## AUFGABEN:
1) Welche Gesamtspielzeit hat das neue Album laut der Albumkritik?
2) Fasse den Absatz der Albumkritik, der mit „Das Album täuscht eventuelle Verschnaufpausen“ beginnt, als kurze Liste zusammen und behalte dabei die wichtigsten Fakten bei.
3) Führe die Albumkritik über CUIR im gleichen Stil weiter und knüpfe dabei an ihren letzten Satz an.

## AUSGEWÄHLTER TEXT:
============================================================

Die Scheibe kickt von Beginn an mit 'Gast', das sich nach elektronischem Start 104 Sekunden lang voranrifft. 'Trouble fête' übernimmt dann für 100 Sekunden und punkrockt sich bis zum Ende in seine Melodie hinein. An dritter Stelle wabert synthie-lastige 161 Sekunden lang der 'Phoenix'. Ihr habt es bereits bemerkt: CUIR macht in Sachen Songlänge keine Gefangenen, immerhin kredenzt der Herr mit 22 Minuten und 31 Sekunden eine um drei Minuten längere Spielzeit, als noch beim Debut-"Album". 'La ville aux 5 ports' dreht sich inhaltlich freilich um die maritime Heimatstadt der Franzosen, kommt stampfiger daher und baut sich zu einem mächtig groovenden Punkrocker auf.
Das Album täuscht eventuelle Verschnaufpausen jedoch nur an, denn mit 'Les nerfs à vif', dreht man gehörig auf. Die Nerven liegen auch während der nächsten Songs blank: 'Bloqué' reißt mich, sowohl durch die Gesangsstrophen wie auch durch die Synthiemelodie mit und wird zum regelrechten Mini-Ohrwurm. Dieser Melodierausch wird von 'La force de continuer', wie im Titel versprochen, fortgesetzt. Dabei gelang CUIR eine der eingängigsten Nummern des neuen Albums. Spanische Sprachfetzen gibt es in 'Un air de Mexico'. 'Toujours pareil' klingt keinesfalls immer gleich, wie der Titel etwas fälschlich vermittelt, vielmehr hat das Lied trotz seiner nicht unbedingt üppigen 134 Sekunden tatsächlich mehrere Parts.

============================================================

Daten zur Objekterkennung
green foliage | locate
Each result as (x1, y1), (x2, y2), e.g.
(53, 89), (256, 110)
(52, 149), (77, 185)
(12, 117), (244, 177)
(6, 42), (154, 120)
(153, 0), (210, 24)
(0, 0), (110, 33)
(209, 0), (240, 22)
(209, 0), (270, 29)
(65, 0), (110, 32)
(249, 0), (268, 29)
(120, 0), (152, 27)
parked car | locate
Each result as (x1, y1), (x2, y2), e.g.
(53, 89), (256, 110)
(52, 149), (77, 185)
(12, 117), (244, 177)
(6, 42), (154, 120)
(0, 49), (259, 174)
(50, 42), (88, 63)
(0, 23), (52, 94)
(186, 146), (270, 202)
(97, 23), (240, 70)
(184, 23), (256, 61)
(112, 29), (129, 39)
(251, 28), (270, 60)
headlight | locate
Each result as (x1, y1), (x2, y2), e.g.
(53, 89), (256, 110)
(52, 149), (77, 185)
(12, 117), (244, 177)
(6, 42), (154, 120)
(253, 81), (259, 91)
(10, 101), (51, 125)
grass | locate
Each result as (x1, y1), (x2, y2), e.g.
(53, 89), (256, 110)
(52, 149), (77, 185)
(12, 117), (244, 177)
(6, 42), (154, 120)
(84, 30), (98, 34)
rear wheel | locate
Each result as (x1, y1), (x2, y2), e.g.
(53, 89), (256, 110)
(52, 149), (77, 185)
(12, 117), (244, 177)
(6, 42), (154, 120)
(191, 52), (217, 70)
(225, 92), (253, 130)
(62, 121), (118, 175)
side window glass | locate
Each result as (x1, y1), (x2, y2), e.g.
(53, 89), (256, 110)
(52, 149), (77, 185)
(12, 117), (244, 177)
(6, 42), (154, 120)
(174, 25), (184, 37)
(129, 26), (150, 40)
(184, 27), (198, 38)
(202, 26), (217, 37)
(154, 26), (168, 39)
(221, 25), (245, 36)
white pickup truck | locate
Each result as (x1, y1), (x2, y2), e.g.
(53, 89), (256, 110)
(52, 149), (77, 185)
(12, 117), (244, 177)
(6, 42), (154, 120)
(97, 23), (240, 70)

============================================================

## ANTWORTEN:
1) 22 Minuten und 31 Sekunden.

2)
- Das Album deutet Verschnaufpausen nur an und dreht mit 'Les nerfs à vif' gehörig auf.
- 'Bloqué' reißt durch die Gesangsstrophen und die Synthiemelodie mit und wird zum Mini-Ohrwurm.
- 'La force de continuer' setzt diesen Melodierausch fort und ist eine der eingängigsten Nummern des neuen Albums.
- 'Un air de Mexico' enthält spanische Sprachfetzen.
- 'Toujours pareil' hat trotz nur 134 Sekunden mehrere Parts.

3)
Die krönende und abschließende Überraschung, die mich jedesmal unter meinen Kophörern strahlen lässt, so dass vorbeifahrende LKW-Fahrer mich während der Gassi-Gänge mit dem Hund vermutlich für leicht grenzdebil halten, hört auf den Titel 'On verra bien'. Auch hier passt der Titel abermals großartig: 'Lassen wir uns überraschen' kommt in new-wavigem "Schreit-Tanz"-Beat mit französischen Raps (!) und schaltet die trockeneisnebelgeschwängerte Früh-Achtziger-Indiedisco in sicherlich so manchem Gedankenpalast frei.
Die Musik von CUIR entfaltet ihre Wirkung, wie die mit flüssiger Magie gefüllten Zylinder an den Körpern von Steroid-Monstern in einer aktuellen Netflix-Serie: sie treibt einen für kurze Zeit mit unbändiger Energie an und lässt einen, am Ende dieses gute 22 Minuten dauernden Powerrauschs, nach mehr lechzend erneut auf Start drücken. Erprobt unter anderem beim Feuerholzstapeln, Spülmaschinen Ein- und Ausräumen sowie auf dem Crosstrainer! Weil ich in Sachen musikalischer Abwechslungsreichtum und vielfältigerem Einsatz des Synthesizers noch einige Luft nach oben vermute, gibt es von mir "nur" 8,5 Punkte für "Album, Album" von den sehr instagram-affinen Punkrockern namens CUIR.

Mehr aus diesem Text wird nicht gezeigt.